Exercise task :: Copy out, word for word, the lines below from the one containing "of the glass" through the one containing "[[255, 159]]", both included.

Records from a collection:
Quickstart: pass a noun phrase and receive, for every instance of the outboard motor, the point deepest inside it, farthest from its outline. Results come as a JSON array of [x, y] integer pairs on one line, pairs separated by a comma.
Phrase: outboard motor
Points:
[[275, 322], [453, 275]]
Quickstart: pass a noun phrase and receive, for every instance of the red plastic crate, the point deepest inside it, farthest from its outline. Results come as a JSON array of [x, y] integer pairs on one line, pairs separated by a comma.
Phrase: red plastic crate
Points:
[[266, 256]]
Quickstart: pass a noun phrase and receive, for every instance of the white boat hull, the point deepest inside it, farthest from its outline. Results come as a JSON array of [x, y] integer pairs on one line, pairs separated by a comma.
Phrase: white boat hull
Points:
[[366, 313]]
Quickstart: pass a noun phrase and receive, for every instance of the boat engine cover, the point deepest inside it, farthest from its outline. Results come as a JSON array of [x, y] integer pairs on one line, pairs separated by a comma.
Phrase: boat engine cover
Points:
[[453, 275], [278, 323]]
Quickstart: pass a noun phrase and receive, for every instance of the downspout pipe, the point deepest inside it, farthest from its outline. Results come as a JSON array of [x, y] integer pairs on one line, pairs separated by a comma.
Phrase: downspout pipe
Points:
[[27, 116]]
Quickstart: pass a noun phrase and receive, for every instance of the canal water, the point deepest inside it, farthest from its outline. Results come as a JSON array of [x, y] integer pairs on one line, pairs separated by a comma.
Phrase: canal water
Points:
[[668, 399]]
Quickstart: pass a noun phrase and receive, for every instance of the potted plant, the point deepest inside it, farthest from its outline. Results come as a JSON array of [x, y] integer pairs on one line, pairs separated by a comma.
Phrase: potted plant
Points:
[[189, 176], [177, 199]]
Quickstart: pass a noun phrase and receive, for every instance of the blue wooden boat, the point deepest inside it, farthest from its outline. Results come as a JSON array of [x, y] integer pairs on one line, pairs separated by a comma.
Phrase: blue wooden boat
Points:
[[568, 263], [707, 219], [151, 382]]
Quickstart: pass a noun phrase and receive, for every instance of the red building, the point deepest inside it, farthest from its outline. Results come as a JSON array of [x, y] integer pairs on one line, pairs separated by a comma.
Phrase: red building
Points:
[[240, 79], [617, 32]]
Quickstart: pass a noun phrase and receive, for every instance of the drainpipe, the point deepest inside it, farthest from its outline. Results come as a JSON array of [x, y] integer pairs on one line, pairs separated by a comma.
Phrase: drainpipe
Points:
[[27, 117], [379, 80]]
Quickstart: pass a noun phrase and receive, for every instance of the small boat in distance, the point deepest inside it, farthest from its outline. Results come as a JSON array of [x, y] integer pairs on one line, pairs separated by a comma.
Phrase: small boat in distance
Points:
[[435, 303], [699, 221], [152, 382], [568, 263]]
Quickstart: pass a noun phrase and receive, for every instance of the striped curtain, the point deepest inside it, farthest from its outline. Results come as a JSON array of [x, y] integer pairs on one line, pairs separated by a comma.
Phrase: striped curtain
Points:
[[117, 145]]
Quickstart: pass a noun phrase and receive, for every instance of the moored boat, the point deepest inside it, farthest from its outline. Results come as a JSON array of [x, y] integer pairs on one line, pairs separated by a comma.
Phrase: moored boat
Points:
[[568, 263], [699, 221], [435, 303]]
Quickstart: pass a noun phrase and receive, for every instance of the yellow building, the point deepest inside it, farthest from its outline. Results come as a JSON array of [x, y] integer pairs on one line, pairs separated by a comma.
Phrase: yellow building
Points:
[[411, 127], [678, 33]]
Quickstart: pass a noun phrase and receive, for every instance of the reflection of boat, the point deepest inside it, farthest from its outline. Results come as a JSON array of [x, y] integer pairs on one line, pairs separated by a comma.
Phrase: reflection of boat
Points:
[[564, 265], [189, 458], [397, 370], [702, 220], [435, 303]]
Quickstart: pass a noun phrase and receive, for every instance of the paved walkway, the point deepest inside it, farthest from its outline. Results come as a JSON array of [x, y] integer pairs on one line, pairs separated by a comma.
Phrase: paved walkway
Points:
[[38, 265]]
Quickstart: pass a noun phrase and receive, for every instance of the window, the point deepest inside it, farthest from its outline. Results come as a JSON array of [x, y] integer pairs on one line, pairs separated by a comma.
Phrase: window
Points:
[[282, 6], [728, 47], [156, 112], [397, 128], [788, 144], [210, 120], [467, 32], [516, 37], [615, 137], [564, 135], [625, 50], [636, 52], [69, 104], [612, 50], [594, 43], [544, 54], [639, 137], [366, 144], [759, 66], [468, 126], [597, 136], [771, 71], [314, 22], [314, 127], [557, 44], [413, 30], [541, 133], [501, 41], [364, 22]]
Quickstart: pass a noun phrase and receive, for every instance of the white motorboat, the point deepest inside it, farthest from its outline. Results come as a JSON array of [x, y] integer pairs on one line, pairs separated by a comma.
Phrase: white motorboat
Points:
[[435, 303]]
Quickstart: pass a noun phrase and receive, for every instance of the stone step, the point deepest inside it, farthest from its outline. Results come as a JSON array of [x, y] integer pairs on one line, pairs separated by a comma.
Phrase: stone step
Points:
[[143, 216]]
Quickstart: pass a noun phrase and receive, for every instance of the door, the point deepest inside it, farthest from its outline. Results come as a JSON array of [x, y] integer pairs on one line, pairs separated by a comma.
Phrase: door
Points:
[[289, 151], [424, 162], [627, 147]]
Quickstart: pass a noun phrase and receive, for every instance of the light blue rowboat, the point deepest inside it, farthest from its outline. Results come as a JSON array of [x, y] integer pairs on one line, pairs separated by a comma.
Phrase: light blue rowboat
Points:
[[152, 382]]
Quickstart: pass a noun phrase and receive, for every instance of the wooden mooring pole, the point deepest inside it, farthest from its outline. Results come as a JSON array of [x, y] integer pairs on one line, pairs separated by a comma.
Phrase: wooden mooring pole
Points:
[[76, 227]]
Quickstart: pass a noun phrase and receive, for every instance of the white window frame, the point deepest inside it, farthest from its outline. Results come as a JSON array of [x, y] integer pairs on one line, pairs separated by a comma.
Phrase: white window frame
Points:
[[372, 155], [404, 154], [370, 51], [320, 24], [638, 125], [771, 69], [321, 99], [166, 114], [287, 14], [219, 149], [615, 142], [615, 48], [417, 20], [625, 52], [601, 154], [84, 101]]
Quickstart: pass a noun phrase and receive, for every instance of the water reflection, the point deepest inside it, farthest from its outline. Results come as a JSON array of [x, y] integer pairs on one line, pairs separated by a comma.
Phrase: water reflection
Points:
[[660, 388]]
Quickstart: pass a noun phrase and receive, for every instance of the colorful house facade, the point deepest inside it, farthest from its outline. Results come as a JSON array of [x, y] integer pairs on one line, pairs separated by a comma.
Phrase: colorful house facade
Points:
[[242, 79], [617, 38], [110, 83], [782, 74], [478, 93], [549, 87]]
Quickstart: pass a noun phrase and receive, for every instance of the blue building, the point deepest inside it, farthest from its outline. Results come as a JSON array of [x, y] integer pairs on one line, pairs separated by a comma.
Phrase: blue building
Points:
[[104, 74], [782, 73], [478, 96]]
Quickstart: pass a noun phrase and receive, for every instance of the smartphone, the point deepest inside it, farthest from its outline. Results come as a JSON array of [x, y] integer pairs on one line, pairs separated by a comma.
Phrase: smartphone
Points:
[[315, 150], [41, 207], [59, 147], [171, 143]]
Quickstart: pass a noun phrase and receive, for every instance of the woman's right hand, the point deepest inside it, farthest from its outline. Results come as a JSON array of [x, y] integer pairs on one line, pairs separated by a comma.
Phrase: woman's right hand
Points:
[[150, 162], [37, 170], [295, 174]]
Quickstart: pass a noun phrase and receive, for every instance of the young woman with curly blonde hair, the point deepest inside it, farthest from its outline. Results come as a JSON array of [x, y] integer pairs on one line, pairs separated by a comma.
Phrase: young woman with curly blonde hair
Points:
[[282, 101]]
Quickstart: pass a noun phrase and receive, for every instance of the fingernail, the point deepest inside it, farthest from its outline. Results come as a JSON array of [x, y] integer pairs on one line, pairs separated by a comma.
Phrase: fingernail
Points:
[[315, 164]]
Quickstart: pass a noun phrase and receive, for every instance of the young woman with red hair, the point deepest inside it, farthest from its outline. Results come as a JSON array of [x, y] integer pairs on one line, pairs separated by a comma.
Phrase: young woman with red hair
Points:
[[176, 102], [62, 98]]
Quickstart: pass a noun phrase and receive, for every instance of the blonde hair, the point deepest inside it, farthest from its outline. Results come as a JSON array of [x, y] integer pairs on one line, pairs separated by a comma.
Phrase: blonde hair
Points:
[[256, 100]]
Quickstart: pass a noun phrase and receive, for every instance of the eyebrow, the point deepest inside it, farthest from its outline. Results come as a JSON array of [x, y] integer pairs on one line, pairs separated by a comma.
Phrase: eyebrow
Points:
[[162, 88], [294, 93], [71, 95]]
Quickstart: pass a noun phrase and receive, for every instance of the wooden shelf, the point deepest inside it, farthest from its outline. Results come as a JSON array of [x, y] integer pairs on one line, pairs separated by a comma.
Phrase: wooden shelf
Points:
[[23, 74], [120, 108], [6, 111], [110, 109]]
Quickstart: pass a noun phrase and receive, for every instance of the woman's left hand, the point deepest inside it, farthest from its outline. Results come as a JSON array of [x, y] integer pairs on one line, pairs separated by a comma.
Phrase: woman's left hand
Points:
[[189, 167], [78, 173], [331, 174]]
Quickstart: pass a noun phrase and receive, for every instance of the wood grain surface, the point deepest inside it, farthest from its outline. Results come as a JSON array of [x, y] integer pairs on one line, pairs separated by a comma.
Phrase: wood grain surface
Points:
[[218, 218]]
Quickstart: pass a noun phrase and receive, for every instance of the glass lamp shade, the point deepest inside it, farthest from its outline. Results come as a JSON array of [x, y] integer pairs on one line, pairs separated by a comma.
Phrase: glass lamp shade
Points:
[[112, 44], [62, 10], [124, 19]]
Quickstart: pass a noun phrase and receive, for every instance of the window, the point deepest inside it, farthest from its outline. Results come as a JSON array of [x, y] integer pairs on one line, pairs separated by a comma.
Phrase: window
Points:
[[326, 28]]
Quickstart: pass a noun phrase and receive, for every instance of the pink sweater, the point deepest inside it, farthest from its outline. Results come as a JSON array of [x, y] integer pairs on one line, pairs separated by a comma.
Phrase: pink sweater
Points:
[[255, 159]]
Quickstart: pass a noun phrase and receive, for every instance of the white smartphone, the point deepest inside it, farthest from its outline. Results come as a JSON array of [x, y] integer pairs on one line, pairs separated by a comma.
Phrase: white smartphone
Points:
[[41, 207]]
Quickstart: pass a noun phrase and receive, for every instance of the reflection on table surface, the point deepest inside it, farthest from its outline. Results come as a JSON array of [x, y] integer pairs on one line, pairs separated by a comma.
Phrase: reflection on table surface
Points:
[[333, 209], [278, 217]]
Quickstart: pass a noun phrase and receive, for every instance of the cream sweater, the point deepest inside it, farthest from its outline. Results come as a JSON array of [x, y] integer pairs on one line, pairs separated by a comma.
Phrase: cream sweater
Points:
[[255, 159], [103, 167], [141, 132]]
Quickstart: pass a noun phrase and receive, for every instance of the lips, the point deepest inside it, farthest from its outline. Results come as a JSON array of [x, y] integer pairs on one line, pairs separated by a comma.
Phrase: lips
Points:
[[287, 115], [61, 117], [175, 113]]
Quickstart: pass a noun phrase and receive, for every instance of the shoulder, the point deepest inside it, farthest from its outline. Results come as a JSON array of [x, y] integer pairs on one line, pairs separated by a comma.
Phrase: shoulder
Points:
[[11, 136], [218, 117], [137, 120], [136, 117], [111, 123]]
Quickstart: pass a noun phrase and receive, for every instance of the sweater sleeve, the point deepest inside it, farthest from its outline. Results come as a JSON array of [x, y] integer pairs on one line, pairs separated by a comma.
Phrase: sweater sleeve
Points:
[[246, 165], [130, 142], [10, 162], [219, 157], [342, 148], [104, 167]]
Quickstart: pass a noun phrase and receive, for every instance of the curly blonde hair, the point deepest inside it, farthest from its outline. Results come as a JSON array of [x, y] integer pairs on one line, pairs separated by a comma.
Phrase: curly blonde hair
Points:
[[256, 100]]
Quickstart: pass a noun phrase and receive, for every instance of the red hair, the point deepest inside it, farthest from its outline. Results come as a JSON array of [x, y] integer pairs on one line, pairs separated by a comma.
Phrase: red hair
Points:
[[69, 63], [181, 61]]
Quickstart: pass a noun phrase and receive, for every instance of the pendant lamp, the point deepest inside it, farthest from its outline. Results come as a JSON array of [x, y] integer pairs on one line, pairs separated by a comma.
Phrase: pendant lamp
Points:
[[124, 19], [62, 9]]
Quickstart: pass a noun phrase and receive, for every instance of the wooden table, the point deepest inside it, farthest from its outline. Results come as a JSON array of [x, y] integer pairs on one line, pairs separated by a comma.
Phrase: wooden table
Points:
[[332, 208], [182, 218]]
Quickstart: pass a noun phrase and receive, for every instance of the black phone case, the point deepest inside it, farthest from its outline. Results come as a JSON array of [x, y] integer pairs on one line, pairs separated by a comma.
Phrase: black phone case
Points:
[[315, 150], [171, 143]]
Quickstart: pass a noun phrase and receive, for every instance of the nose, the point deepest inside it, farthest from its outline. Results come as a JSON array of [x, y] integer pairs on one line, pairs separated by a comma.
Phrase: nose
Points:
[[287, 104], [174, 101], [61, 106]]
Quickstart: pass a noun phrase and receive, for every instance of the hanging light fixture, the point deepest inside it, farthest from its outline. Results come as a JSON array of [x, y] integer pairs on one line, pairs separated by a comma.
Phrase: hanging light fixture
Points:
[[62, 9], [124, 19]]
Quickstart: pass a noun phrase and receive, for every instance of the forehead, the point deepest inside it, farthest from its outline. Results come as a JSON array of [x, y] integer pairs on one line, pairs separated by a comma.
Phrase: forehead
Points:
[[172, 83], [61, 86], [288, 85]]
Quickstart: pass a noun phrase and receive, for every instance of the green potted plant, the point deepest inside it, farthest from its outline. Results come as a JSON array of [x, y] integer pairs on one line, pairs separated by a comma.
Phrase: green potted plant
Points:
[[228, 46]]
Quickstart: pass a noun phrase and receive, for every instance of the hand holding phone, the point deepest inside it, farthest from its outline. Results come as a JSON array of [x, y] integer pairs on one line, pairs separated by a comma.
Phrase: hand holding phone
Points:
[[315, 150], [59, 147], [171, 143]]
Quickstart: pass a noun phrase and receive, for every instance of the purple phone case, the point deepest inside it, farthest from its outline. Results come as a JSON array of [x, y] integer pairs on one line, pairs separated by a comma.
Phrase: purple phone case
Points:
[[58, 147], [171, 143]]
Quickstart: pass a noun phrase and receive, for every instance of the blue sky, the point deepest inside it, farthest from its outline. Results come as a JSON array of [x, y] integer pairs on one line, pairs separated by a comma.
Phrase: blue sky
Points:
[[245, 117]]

Answer below ::
Quickstart: pass a noun phrase and receive, for every instance of the glass lamp shade, the point deepest inside it, farthest from its outline. Results come as a JSON array of [x, y] integer pairs on one line, pairs separated by a comma.
Phrase: glass lamp shade
Points:
[[112, 44], [62, 10], [124, 19]]
Quickstart: pass a noun phrase and receive, for every instance of the window, the point deepest inside it, farthest from its outline. Results come as a JSON array of [x, y] integer pairs on one line, pairs separated by a comma.
Phrase: window
Points:
[[326, 28]]
Quickstart: pass a noun phrase and receive, for every instance of the pink sweater, the point deepest inside it, farthest from its outline. Results come as a JSON array of [x, y] integer pairs on one line, pairs separated by a comma.
Phrase: pink sweater
Points:
[[255, 159]]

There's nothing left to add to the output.